Процесс осмысления Кремля как мусульманского сакрального пространства стал набирать силу после того, как национальное движение Татарстана совместно с Духовным управлением мусульман России, Европы и Сибири, вдохновившись масштабно проведенными юбилеями 1100-летия принятия Ислама булгарами Поволжья и 250-летия ДУМЕС, стали проводить ежегодные массовые молебны на площади у Благовещенского собора.

Объявленная по настоянию национальных сил минаретом Ханской мечети XVI века башня Сююмбике была торжественно увенчана в 1993 году золочёным полумесяцем и стала своего рода символом татарского присутствия здесь, хотя никто из специалистов-архитектуроведов ее за памятник татарского зодчества так и не признал.

Впрочем, это и не важно: минаретом мечети может служить любое возвышение или высокое сооружение; никакой особой сакральности для него не требуется. По законам же Ислама «весь мир-мечеть», и для нее не требуется особо освященного или даже архитектурно оформленного пространства, нужно всего лишь удобное для моления место. И оно реально существует уже несколько лет как мечеть под открытым небом у подножия башни Сююмбике, действующая ежегодно 15 октября, в день поминовения павших при защите Казани в 1552 году. С момента ее появления башня, какой бы ни было ее происхождение, — стала татарским архитектурным сооружением — минаретом.

Это положение пока с трудом осознается сторонниками «чистоты стиля», излишне примитивно понимающими сущность национального в архитектуре — всего лишь как «исконную» культурную принадлежность или хотя бы наличие цитат из наследия прошлого, так или иначе вкомпонованных в современное сооружение. При этом не дооценивается главное: национальная идея, национальное содержание.

Метки точек на объектах:
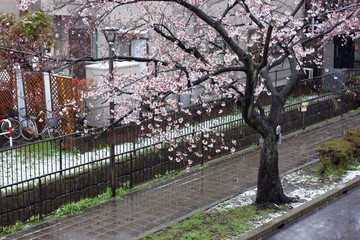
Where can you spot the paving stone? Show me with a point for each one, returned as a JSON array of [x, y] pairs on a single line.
[[154, 207]]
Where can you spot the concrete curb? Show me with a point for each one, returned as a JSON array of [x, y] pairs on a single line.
[[300, 211]]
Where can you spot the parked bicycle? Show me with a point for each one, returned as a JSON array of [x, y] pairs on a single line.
[[29, 129], [15, 124]]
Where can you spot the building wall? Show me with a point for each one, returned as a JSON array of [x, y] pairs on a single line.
[[9, 7]]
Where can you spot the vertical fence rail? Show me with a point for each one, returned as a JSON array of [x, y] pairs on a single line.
[[39, 177]]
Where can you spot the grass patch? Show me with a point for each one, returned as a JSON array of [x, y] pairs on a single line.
[[11, 229], [213, 224], [338, 156]]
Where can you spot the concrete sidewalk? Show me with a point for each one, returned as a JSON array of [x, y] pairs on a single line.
[[160, 205]]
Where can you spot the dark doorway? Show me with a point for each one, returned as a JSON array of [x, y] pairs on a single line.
[[343, 52], [80, 46]]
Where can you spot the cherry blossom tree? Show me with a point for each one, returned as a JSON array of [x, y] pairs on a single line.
[[26, 39], [216, 50]]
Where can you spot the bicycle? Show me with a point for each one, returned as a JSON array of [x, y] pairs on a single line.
[[29, 128], [15, 124]]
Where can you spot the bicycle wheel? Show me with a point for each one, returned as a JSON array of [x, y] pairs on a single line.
[[54, 133], [15, 124], [28, 129]]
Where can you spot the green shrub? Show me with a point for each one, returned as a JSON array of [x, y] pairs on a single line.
[[336, 156], [353, 136]]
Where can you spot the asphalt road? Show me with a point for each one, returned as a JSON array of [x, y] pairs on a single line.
[[340, 219]]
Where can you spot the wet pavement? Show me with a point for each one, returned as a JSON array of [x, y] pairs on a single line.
[[338, 220], [162, 204]]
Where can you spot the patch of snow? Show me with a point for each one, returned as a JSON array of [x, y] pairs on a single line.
[[306, 188]]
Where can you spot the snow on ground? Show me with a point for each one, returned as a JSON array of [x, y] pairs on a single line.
[[302, 185]]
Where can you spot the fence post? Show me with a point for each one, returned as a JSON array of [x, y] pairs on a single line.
[[40, 200], [20, 87], [48, 95]]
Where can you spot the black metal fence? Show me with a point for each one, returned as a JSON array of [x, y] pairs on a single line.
[[37, 178]]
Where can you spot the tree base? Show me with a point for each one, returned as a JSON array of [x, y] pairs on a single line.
[[269, 205]]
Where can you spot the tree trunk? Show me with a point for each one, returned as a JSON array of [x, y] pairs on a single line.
[[269, 188]]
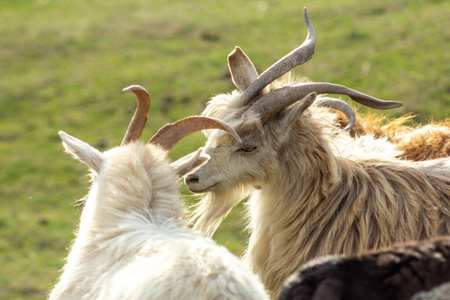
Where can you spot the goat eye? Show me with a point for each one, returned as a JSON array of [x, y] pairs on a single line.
[[248, 148]]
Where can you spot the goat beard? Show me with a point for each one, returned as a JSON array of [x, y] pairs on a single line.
[[210, 211]]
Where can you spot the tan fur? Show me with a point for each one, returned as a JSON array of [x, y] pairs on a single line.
[[320, 192], [418, 142]]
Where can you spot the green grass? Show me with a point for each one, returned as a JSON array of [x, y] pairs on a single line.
[[63, 65]]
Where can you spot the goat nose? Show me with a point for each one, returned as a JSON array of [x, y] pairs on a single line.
[[191, 179]]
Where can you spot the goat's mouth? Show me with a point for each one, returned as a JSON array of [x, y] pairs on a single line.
[[194, 184]]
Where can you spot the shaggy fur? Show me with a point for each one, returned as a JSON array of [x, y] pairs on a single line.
[[417, 143], [314, 189], [132, 242], [400, 272]]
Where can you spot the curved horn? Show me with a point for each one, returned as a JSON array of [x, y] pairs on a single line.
[[170, 134], [242, 70], [274, 102], [341, 106], [296, 57], [140, 117]]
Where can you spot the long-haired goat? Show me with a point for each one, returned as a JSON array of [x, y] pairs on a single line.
[[422, 142], [398, 272], [314, 189], [132, 242]]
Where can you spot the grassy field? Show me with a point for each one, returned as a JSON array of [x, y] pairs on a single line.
[[63, 65]]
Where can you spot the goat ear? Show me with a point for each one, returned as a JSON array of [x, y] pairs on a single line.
[[242, 70], [188, 163], [294, 111], [82, 151]]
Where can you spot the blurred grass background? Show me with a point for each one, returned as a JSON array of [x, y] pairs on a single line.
[[63, 65]]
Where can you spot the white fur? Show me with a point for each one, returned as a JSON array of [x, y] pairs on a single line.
[[132, 241], [318, 190]]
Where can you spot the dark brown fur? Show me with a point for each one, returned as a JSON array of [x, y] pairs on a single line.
[[393, 273]]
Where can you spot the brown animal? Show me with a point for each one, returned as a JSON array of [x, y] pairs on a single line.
[[314, 190], [417, 142], [398, 272]]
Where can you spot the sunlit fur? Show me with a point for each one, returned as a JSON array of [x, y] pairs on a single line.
[[417, 142], [133, 243], [318, 190], [419, 268]]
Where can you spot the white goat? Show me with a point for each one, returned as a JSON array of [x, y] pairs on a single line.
[[314, 190], [132, 242]]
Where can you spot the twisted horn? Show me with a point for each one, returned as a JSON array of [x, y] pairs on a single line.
[[170, 134], [296, 57], [341, 106], [140, 117], [242, 70], [274, 102]]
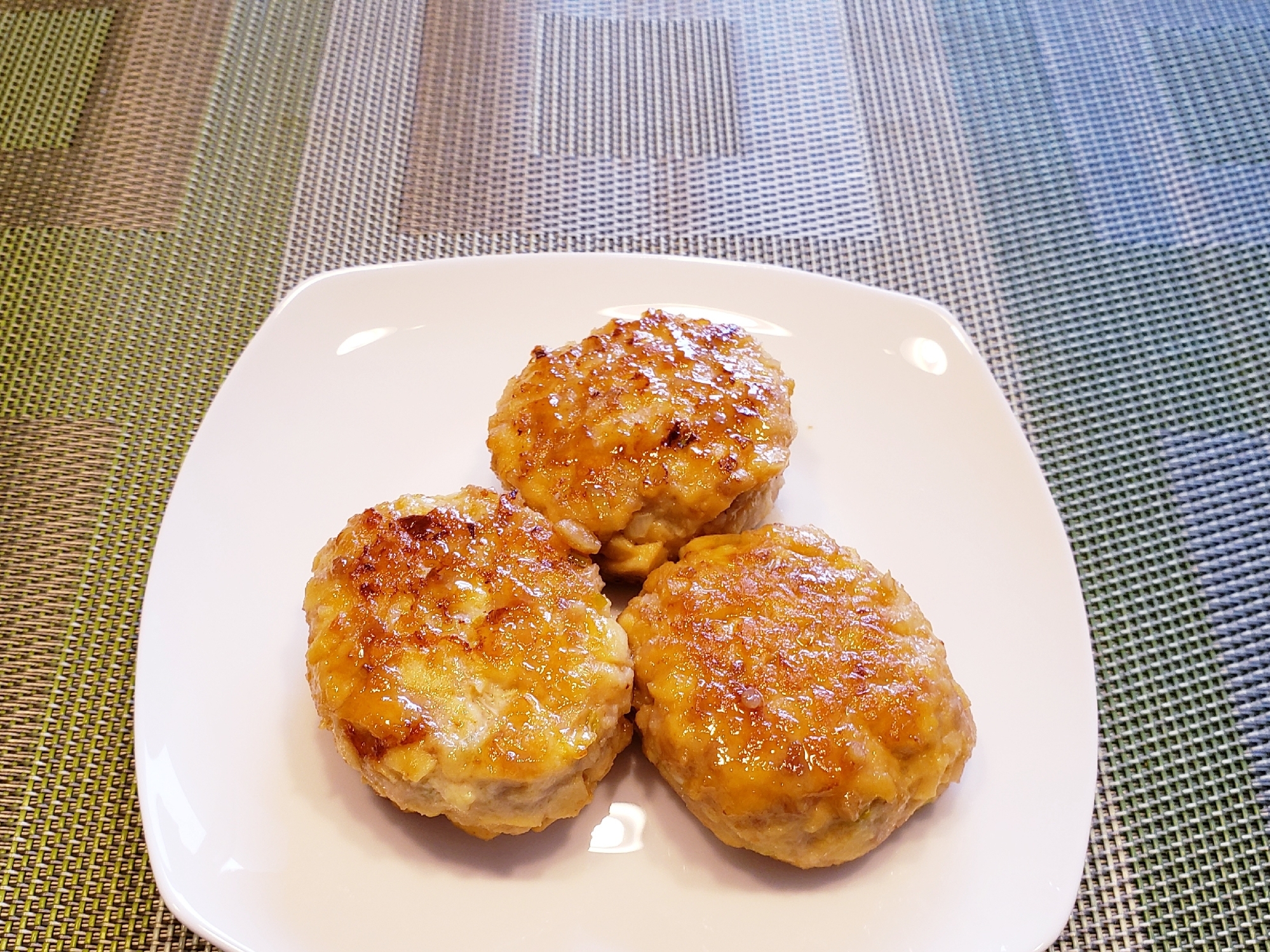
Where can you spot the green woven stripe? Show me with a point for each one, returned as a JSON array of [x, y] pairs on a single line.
[[51, 486], [1118, 343], [47, 62], [137, 330]]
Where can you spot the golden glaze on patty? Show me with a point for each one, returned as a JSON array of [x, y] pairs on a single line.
[[637, 438], [464, 658], [793, 695]]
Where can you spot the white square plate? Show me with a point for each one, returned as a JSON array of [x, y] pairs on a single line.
[[371, 382]]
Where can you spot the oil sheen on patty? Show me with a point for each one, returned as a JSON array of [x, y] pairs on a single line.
[[463, 655], [644, 434], [793, 696]]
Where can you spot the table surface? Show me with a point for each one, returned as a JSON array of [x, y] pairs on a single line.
[[1085, 184]]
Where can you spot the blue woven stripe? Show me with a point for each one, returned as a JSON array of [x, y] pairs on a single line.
[[1222, 489], [1164, 109]]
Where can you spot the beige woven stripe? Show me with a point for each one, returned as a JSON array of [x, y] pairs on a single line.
[[130, 160], [52, 476], [1107, 915]]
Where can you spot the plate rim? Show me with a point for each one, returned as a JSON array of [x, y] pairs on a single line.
[[175, 901]]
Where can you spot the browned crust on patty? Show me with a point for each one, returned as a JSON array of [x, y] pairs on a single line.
[[464, 657], [794, 696], [644, 432]]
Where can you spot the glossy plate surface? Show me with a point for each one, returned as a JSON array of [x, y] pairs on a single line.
[[371, 382]]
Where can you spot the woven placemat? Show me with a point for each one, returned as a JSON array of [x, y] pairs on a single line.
[[1081, 184]]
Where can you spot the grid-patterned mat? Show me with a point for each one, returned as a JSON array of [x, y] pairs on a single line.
[[1086, 184]]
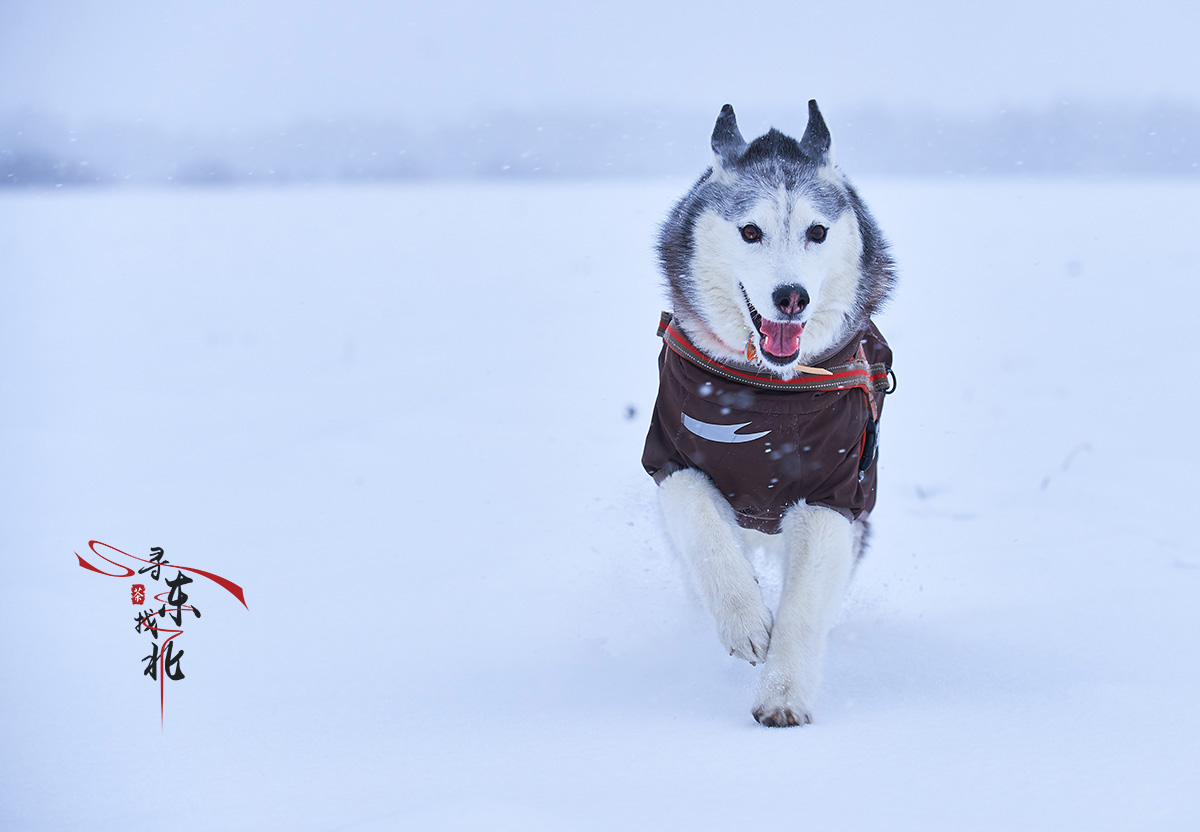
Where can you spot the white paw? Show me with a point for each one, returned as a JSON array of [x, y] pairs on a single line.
[[744, 627], [781, 705]]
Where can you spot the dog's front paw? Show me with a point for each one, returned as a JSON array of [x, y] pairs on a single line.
[[745, 629], [781, 704], [781, 717]]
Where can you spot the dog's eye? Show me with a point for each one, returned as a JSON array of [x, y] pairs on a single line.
[[751, 233]]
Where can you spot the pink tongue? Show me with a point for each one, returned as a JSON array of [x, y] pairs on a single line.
[[781, 339]]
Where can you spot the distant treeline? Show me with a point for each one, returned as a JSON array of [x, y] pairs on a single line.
[[1068, 139]]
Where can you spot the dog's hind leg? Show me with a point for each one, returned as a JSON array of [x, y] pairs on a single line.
[[820, 551], [703, 528]]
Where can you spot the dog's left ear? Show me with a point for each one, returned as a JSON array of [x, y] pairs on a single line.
[[816, 142], [727, 142]]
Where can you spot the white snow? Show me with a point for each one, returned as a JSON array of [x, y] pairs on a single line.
[[397, 417]]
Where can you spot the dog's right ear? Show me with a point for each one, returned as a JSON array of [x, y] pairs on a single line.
[[727, 142]]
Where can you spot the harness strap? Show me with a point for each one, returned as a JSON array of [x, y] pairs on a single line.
[[855, 373]]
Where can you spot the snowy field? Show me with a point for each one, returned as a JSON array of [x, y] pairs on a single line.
[[408, 422]]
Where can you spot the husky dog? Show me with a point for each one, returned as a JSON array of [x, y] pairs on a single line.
[[772, 379]]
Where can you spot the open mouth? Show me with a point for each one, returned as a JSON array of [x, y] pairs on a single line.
[[780, 340]]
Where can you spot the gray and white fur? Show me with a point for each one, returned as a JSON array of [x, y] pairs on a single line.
[[772, 244]]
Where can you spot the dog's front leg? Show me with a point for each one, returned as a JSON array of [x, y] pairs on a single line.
[[820, 560], [703, 528]]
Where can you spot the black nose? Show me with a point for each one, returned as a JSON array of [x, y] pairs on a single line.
[[790, 299]]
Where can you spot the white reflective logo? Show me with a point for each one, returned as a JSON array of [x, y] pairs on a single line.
[[720, 432]]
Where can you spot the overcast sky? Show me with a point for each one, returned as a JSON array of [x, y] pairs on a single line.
[[241, 64]]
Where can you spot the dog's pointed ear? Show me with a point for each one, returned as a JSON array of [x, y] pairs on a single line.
[[727, 142], [816, 141]]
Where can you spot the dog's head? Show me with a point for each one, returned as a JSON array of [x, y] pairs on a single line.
[[772, 258]]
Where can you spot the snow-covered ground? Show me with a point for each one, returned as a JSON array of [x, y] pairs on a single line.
[[408, 422]]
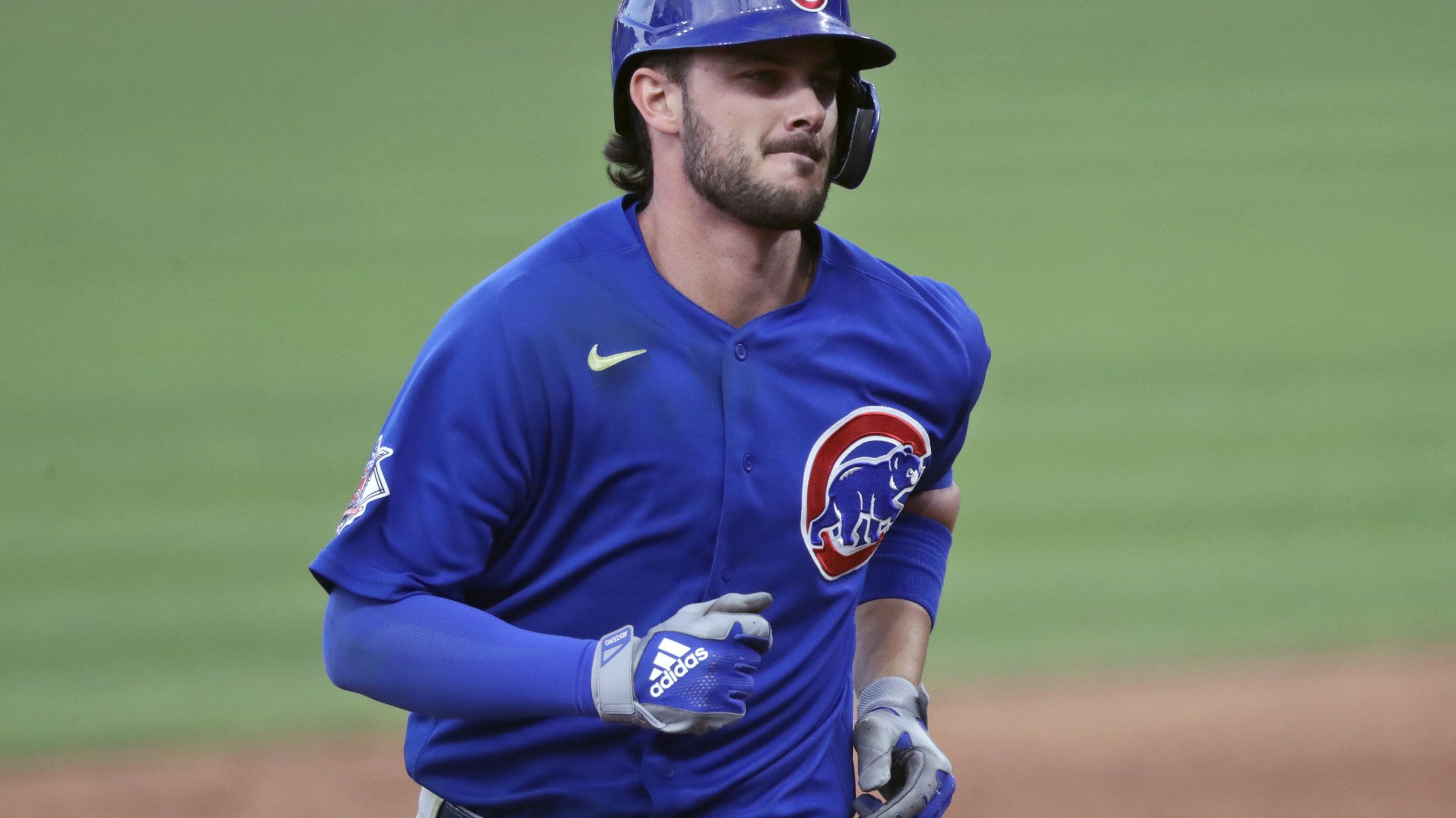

▸ **ПИСЬМЕННОЕ ЗАДАНИЕ 1**:
Ответьте по тексту о башне Сююмбике:
(a) В каком году башню Сююмбике увенчали золочёным полумесяцем?
(b) В какой день ежегодно действует мечеть под открытым небом у подножия башни?
(c) Где стали проводиться ежегодные массовые молебны?
▸ **ПИСЬМЕННОЕ ЗАДАНИЕ 2**:
Выпишите из текста о башне Сююмбике фрагмент начиная со слов «Впрочем, это и» и заканчивая словами «сооружением — минаретом.» включительно.

▸ **РЕШЕНИЕ ЗАДАНИЯ 1**:
(a) В 1993 году.
(b) 15 октября, в день поминовения павших при защите Казани в 1552 году.
(c) На площади у Благовещенского собора.

▸ **РЕШЕНИЕ ЗАДАНИЯ 2**:
Впрочем, это и не важно: минаретом мечети может служить любое возвышение или высокое сооружение; никакой особой сакральности для него не требуется. По законам же Ислама «весь мир-мечеть», и для нее не требуется особо освященного или даже архитектурно оформленного пространства, нужно всего лишь удобное для моления место. И оно реально существует уже несколько лет как мечеть под открытым небом у подножия башни Сююмбике, действующая ежегодно 15 октября, в день поминовения павших при защите Казани в 1552 году. С момента ее появления башня, какой бы ни было ее происхождение, — стала татарским архитектурным сооружением — минаретом.